• GOAL: Show each line below that contains the word "When", copied in full. Match case exactly.

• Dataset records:
· · · ·
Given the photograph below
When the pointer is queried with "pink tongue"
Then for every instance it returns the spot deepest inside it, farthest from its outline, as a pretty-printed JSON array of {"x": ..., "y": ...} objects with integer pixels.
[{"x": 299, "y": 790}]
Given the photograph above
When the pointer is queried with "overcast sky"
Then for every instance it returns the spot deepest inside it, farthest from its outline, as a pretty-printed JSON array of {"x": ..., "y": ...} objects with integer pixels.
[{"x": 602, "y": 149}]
· · · ·
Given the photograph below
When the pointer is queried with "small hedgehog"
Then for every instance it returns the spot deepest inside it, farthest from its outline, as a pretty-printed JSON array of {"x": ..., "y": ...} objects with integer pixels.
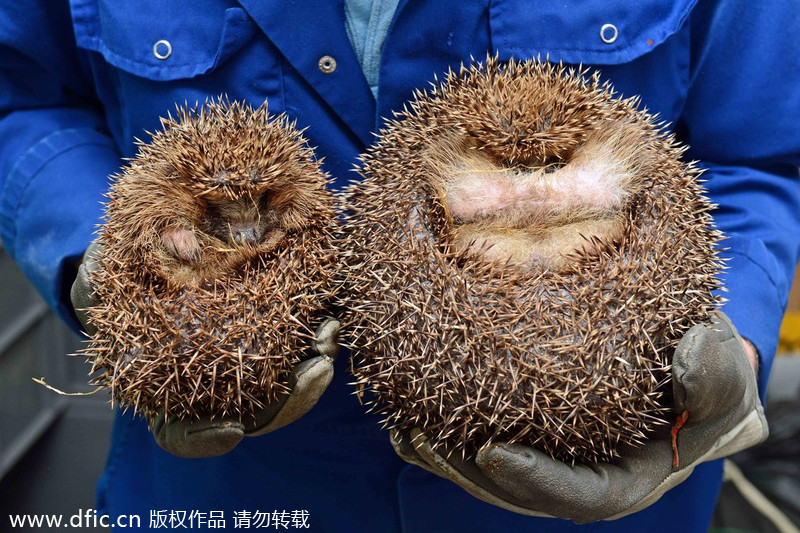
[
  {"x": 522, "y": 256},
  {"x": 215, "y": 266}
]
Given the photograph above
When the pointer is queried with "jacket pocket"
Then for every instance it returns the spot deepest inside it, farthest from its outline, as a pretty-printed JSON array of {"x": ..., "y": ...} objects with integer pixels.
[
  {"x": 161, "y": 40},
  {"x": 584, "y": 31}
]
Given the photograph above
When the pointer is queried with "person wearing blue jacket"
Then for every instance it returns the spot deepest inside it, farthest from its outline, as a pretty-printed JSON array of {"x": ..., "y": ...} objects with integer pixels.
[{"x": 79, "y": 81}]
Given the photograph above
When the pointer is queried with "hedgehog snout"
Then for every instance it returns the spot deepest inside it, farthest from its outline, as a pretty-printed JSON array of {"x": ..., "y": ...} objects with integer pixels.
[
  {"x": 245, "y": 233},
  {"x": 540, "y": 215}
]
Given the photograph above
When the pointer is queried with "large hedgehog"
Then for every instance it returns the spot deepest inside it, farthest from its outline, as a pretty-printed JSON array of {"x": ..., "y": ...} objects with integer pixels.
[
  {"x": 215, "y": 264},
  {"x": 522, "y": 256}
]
· · · ·
• SOLUTION FOR THIS TASK:
When the pointer is queried with "pink tongue"
When the pointer is queried with "overcast sky"
When the pointer is queried with "small hedgehog"
When the pointer is queried with "jacket pocket"
When the pointer is queried with "person wearing blue jacket"
When the pointer is queried with "hedgehog snout"
When the pointer is queried with "large hedgehog"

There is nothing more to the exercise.